::: RECORDS PROVIDED

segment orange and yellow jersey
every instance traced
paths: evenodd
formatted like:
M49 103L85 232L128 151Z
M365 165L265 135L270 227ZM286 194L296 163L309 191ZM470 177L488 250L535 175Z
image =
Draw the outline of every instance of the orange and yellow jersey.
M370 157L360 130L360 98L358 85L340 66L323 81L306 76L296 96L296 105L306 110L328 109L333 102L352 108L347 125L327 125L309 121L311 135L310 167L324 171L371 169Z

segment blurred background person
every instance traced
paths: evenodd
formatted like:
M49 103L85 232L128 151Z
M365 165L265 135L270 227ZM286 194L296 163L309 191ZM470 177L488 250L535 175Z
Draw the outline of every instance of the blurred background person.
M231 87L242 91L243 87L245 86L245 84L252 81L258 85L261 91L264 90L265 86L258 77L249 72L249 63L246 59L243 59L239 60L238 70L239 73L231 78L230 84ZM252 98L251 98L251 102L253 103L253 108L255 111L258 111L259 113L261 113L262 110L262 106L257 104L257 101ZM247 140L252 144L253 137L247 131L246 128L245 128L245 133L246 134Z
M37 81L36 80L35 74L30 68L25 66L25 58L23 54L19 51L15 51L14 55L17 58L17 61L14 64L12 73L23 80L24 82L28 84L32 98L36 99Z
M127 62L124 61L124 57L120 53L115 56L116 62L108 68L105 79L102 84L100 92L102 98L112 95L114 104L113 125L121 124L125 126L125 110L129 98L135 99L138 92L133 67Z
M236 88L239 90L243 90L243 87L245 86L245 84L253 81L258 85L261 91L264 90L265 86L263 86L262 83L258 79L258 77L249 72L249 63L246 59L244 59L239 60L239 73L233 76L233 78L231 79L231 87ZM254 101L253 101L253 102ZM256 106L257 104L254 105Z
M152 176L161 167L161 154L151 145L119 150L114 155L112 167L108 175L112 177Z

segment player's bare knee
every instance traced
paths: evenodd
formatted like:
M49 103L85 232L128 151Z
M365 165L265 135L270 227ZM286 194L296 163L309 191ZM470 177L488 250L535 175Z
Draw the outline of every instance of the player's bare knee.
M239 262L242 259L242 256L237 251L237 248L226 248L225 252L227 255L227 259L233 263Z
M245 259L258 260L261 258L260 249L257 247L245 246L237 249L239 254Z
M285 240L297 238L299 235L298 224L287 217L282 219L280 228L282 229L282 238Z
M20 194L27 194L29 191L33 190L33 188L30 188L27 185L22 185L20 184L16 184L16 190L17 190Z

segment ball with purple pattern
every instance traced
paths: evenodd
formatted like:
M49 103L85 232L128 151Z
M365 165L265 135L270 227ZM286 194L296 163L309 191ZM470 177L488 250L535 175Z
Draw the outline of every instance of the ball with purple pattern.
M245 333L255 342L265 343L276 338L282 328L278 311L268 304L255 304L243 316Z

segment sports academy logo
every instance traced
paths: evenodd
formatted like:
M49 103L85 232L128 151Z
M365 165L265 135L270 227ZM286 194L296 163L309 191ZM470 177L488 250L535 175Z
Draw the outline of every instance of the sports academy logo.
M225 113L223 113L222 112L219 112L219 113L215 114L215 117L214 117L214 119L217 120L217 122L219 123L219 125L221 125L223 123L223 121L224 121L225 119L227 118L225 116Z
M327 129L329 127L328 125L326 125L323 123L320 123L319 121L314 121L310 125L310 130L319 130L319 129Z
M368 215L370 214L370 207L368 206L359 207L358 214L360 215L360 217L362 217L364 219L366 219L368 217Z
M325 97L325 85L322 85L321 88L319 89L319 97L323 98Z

::::::

→ PROBLEM TO SOLVE
Retype all of the material above word for word, keeping every line in its original order.

→ RESULT OF THE EXERCISE
segment orange and yellow jersey
every instance traced
paths: evenodd
formatted like:
M49 103L85 232L128 151Z
M365 165L265 135L270 227ZM286 194L296 163L309 191ZM470 177L488 250L535 175Z
image =
Draw the outline of every instance of the orange and yellow jersey.
M370 157L360 130L360 98L358 85L340 66L323 81L306 76L296 96L296 105L306 110L328 109L333 102L352 108L347 125L327 125L309 121L311 135L310 167L324 171L371 169Z

segment blurred background person
every instance traced
paths: evenodd
formatted like:
M49 103L85 232L128 151Z
M365 165L265 135L270 227ZM286 194L296 163L309 191ZM470 177L488 250L535 175Z
Draw the outline of every instance of the blurred background person.
M231 87L242 91L243 87L245 86L245 84L252 81L258 85L261 91L264 90L265 86L258 77L249 72L249 63L246 59L243 59L239 60L238 70L239 73L231 78L230 84ZM252 98L251 98L251 102L253 103L253 108L255 111L258 111L259 113L261 113L262 110L262 106L257 104L257 101ZM247 140L252 144L253 137L247 131L246 128L245 128L245 133L246 134Z
M37 81L36 80L35 74L30 68L25 66L25 58L23 54L19 51L15 51L14 55L17 58L17 61L14 64L12 73L23 80L24 82L28 84L32 98L36 99Z
M127 62L124 61L124 57L120 53L115 56L116 62L108 68L105 79L102 84L100 92L102 98L112 95L114 104L113 125L121 124L125 126L125 110L129 98L135 99L138 92L133 67Z
M236 88L239 90L243 90L243 87L245 86L245 84L253 81L258 85L261 91L264 90L265 86L263 86L262 83L258 79L258 77L249 72L249 63L246 59L244 59L239 60L239 73L233 76L233 78L231 79L231 87ZM254 101L253 101L253 102ZM256 106L257 104L254 105Z
M152 176L161 167L161 154L151 145L119 150L114 155L112 167L108 175L112 177Z

segment player's bare knee
every instance traced
paths: evenodd
formatted like:
M49 103L85 232L128 151Z
M365 165L265 135L270 227ZM286 194L296 163L309 191ZM470 177L488 250L535 175Z
Draw the outline of every instance of the player's bare knee.
M239 262L242 259L242 256L237 251L237 248L226 248L225 252L227 255L227 259L233 263Z
M245 259L258 260L261 258L260 249L257 247L245 246L237 249L239 254Z
M285 240L297 238L299 235L298 224L287 217L282 219L280 228L282 229L282 238Z
M20 194L27 194L29 191L33 190L33 188L30 188L27 185L22 185L20 184L16 184L16 190L17 190Z

segment ball with purple pattern
every instance traced
paths: evenodd
formatted like:
M49 103L85 232L128 151Z
M365 165L265 135L270 227ZM286 194L296 163L309 191ZM470 177L488 250L535 175Z
Draw the outline of every instance of the ball with purple pattern.
M245 333L255 342L265 343L276 338L282 328L278 311L268 304L255 304L243 316Z

segment sports academy logo
every instance traced
paths: evenodd
formatted like:
M49 103L85 232L128 151Z
M365 165L265 135L270 227ZM286 194L296 163L309 191ZM470 177L488 250L535 175Z
Draw the outline of every instance of the sports academy logo.
M225 113L223 113L222 112L219 112L219 113L215 114L215 117L214 117L214 119L217 120L217 122L219 123L219 125L221 125L223 123L223 121L224 121L225 119L227 118L225 116Z
M327 129L329 127L328 125L326 125L323 123L320 123L319 121L314 121L310 125L310 130L319 130L319 129Z
M368 215L370 214L370 207L368 206L359 207L358 214L360 215L360 217L362 217L364 219L366 219L368 217Z
M325 97L325 85L322 85L321 88L319 89L319 97L323 98Z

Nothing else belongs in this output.